• [SET PROBLEM]: Reproduce all of the material below word for word, omitting the pictures.
---
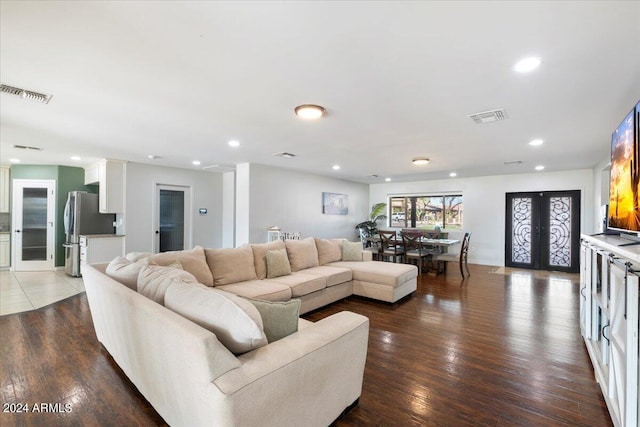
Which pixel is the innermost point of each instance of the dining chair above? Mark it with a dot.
(413, 249)
(389, 246)
(460, 258)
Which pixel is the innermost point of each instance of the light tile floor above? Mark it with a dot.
(24, 291)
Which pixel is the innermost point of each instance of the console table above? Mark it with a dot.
(609, 276)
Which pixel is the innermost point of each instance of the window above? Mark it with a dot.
(426, 212)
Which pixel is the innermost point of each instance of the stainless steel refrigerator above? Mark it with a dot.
(82, 217)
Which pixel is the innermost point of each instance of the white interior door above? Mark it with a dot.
(33, 228)
(172, 223)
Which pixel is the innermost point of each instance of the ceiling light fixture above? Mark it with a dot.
(309, 111)
(420, 161)
(527, 64)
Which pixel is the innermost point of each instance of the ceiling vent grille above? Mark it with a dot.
(26, 94)
(26, 147)
(489, 116)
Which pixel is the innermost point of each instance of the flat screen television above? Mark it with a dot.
(624, 214)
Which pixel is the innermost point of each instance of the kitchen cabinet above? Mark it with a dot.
(5, 250)
(4, 189)
(609, 305)
(110, 175)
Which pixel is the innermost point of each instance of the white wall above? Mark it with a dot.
(293, 201)
(206, 192)
(484, 203)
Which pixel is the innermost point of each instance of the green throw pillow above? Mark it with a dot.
(277, 263)
(351, 251)
(279, 319)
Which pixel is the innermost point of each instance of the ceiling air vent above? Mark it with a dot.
(489, 116)
(26, 147)
(284, 154)
(26, 94)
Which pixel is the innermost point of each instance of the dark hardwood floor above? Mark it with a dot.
(495, 349)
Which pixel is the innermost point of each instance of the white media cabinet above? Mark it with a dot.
(609, 275)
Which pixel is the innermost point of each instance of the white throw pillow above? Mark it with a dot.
(125, 271)
(235, 321)
(154, 280)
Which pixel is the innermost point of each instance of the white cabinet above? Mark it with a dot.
(5, 250)
(98, 248)
(110, 175)
(4, 189)
(609, 305)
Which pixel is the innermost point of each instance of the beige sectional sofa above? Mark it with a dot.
(308, 377)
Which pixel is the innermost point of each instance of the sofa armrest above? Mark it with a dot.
(307, 378)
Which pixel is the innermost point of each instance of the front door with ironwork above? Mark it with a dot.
(543, 230)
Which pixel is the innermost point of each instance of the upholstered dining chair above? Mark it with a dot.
(413, 249)
(389, 246)
(460, 258)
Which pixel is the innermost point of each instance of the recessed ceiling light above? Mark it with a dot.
(420, 161)
(310, 111)
(536, 142)
(527, 64)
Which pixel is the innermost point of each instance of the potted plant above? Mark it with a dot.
(370, 228)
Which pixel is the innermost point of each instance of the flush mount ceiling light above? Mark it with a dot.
(527, 64)
(536, 142)
(309, 111)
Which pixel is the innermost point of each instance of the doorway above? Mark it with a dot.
(543, 230)
(33, 225)
(172, 219)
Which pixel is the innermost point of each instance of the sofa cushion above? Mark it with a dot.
(383, 273)
(277, 263)
(192, 261)
(260, 256)
(231, 265)
(153, 281)
(351, 251)
(125, 271)
(301, 283)
(279, 319)
(260, 289)
(333, 275)
(302, 253)
(235, 321)
(329, 250)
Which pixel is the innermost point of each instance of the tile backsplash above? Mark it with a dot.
(5, 221)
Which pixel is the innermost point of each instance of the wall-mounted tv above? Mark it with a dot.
(624, 214)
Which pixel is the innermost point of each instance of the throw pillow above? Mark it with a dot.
(236, 322)
(351, 251)
(125, 271)
(277, 263)
(302, 253)
(231, 265)
(260, 256)
(328, 250)
(280, 319)
(154, 280)
(192, 261)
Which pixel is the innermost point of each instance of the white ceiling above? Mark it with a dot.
(398, 79)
---
• [ANSWER IN FULL]:
Which pixel is the innermost point of each instance of the dining chair above? Mark it with a dot.
(413, 249)
(389, 246)
(460, 258)
Which pixel is the innermost point of each instance of the light tile floor above? Mark it with a dot.
(24, 291)
Which pixel is the innermost point of each instance of the console table above? Mark it with a dot.
(609, 276)
Which pixel is the innermost point of each instance of the window above? Mark it with a dot.
(426, 212)
Which pixel is the innermost point of each instance of the stainless steel refrigerator above? Mark it with a dot.
(82, 217)
Which pixel is the innermost point of each instance of the white interior door above? Mark it with a dot.
(33, 228)
(172, 223)
Which pixel is the innermost point of each instance of the ceiling light fixture above? Mark it with a dot.
(309, 111)
(420, 161)
(527, 64)
Which pixel is the innermost point of each instance of the ceiling vent grille above? Mark it with a dot.
(26, 94)
(26, 147)
(489, 116)
Which pixel is the innermost point of each instance of the flat screen television above? Mark it with a dot.
(624, 214)
Which pixel is the innermost point of each instance of the kitchen cabinet above? Mark it with a dot.
(5, 250)
(4, 189)
(609, 305)
(110, 175)
Which pixel is the innermost point of each instance of the white wall above? Mark it with a dot.
(293, 201)
(206, 192)
(484, 203)
Which pixel is the innermost point of each instance of the green throw pillow above? Mark it with a dot.
(277, 263)
(351, 251)
(279, 319)
Which pixel is the innermost point of each instance of the ceiling air vent above? Mark it with a dot.
(489, 116)
(26, 147)
(284, 154)
(26, 94)
Which pixel is the innermost point of each instance of the dark hardwood floor above? Mark it with a dot.
(495, 349)
Which pixel is the innermost point of each instance of the white media cabinet above? Mark it with a dot.
(609, 275)
Which pixel is the innermost point of each instance of the white throw pillow above? Mark it with a dot.
(125, 271)
(235, 321)
(154, 280)
Which pixel is the innermost point of each instance of the white cabinet above? Mark it with a dot.
(5, 250)
(98, 248)
(110, 175)
(4, 189)
(609, 305)
Which pixel is the innermost point of each instance of the beige sectional sofa above? Mark it with a dot.
(308, 377)
Which pixel is the innermost point of each instance of the sofa armrest above? Mark it with a dot.
(307, 378)
Which pixel is the innermost point of each instance of the front door with ironwork above? Mark it with a dot.
(543, 230)
Which pixel is the innermost point of each instance of the upholstered dining chair above? Mark it with a dot.
(413, 249)
(389, 246)
(460, 258)
Which pixel is the innermost point of each instance of the recessed ceiling light above? Mark it with a dot.
(420, 161)
(310, 111)
(536, 142)
(527, 64)
Which pixel is the innermost point of each instance of the potted plant above? Mark it with a dot.
(370, 228)
Which pixel is the innermost point of each instance of the flush mount ceiling light above? Mark it with a dot.
(527, 64)
(536, 142)
(309, 111)
Which pixel is the innermost point of each instance of the doorway above? Mark it with a dot.
(543, 230)
(33, 225)
(172, 219)
Which pixel is the innermost point of each instance of the sofa cushion above? Mark it with a dot.
(383, 273)
(277, 263)
(192, 261)
(260, 256)
(231, 265)
(153, 281)
(351, 251)
(125, 271)
(301, 283)
(279, 319)
(260, 289)
(333, 275)
(302, 253)
(235, 321)
(329, 250)
Which pixel is the innermost point of each instance of the tile backsplash above? Mark it with a dot.
(5, 221)
Which pixel is the innermost point of each instance of the wall-mounted tv above? Mark it with a dot.
(624, 214)
Which pixel is the innermost point of each instance of the throw pillow above? Mark it with a dot.
(236, 322)
(351, 251)
(125, 271)
(277, 263)
(302, 253)
(231, 265)
(260, 256)
(328, 250)
(280, 319)
(154, 280)
(192, 261)
Which pixel is the innermost point of each instance of the white ceiling above? Mark it with a dot.
(398, 79)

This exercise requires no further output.